== Excerpted text ==
To address food insecurity in our own Pittsburgh community, in partnership with Latino Health Access, ASCI has cultivated a community garden open to residents in surrounding neighborhoods as a resource for families who are food-insecure. The community gardenis a peaceful, therapeutic and protected environment utilized to grow food while strengthening the bonds of community, harvesting not only fruits and vegetables, but also longtime relationships.
Our motto is: Teach me to garden, and I will eat healthy forever.
In 2017, it was reported that 40 million people lived in food-insecure households; 9.7 million adults lived in households with very low food security; 6.5 million children lived in households where both children and adults were food-insecure; and 540,000 children (0.7 percent of the nation’s children) lived in households in which one or more child experienced very low food security.
Food insecurity refers to a lack of available financial resources for food at the household level. According to Hunger + Health in partnership with Feeding America, most households in urban communities fall victim to this complex issue. It does not exist in isolation, as low-income families are affected by multiple, overlapping issues like affordable housing, social isolation, health problems, medical costs and low wages. Many do not have what they need to meet basic needs, and these challenges increase a family’s risk of food insecurity.
Micro-Gardening Is Empowering!
Micro-gardening is the practice of cultivating vegetables, herbs, roots and tubers in small spaces. These small spaces may be balconies, patios, rooftops or small yards, and make use of containers—anything from plastic-lined wooden crates and old car tires to plastic buckets, trash cans and wooden pallets. Micro-gardening is a community-focused solution that embraces collaboration between various sectors that share the concern of food disparity. At the same time, it prepares the youth population to tackle challenges the future may bring.
===
== Extracted data ==
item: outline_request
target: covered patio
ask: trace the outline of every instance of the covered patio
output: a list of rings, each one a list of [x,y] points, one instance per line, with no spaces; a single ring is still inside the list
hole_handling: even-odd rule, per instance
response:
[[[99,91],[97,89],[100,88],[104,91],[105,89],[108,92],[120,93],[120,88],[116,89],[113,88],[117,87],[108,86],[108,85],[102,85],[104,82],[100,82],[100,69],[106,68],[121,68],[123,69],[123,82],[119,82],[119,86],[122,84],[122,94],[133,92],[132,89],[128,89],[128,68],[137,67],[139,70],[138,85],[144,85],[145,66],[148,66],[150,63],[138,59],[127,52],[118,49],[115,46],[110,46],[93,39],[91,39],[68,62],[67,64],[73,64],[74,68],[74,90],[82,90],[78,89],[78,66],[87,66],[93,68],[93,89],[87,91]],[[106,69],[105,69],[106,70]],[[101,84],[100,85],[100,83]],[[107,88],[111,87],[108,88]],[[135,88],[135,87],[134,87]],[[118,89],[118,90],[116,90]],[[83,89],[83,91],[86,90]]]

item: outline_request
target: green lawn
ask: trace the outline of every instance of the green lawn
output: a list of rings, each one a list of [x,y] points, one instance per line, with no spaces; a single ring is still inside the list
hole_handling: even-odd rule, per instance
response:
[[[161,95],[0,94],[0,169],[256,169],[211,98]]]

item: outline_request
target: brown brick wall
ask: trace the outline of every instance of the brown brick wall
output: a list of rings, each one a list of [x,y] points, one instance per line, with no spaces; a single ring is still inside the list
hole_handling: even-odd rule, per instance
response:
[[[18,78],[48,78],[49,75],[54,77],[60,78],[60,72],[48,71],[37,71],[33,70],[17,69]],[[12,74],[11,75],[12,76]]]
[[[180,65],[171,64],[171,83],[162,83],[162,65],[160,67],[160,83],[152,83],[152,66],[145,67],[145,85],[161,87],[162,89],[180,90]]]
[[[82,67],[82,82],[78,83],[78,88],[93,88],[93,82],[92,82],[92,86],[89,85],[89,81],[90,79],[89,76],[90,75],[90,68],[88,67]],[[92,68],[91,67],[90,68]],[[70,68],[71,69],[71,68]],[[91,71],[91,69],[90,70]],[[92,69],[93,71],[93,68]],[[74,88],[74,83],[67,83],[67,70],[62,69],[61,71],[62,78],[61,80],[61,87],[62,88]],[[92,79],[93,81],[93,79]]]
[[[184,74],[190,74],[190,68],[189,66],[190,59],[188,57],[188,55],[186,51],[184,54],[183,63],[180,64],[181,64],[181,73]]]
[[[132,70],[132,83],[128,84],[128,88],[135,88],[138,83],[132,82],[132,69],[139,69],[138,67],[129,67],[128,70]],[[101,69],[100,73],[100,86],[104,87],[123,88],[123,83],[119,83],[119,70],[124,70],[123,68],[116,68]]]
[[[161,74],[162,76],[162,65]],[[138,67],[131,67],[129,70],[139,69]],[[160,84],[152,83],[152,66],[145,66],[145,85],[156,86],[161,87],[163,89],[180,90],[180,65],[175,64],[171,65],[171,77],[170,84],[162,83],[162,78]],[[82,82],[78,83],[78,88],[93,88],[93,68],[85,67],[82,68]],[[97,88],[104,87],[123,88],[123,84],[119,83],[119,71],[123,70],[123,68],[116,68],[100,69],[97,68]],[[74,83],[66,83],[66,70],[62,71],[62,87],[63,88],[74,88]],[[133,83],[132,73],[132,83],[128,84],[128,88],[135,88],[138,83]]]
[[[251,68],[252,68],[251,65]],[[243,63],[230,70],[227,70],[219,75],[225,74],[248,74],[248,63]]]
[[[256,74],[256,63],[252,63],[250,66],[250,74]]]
===
■ What to do: Can you set down the community garden text word for word, from "To address food" up to and including "eat healthy forever."?

■ Response box:
To address food insecurity in our own Pittsburgh community, in partnership with Latino Health Access, ASCI has cultivated a community garden open to residents in surrounding neighborhoods as a resource for families who are food-insecure. The community gardenis a peaceful, therapeutic and protected environment utilized to grow food while strengthening the bonds of community, harvesting not only fruits and vegetables, but also longtime relationships.
Our motto is: Teach me to garden, and I will eat healthy forever.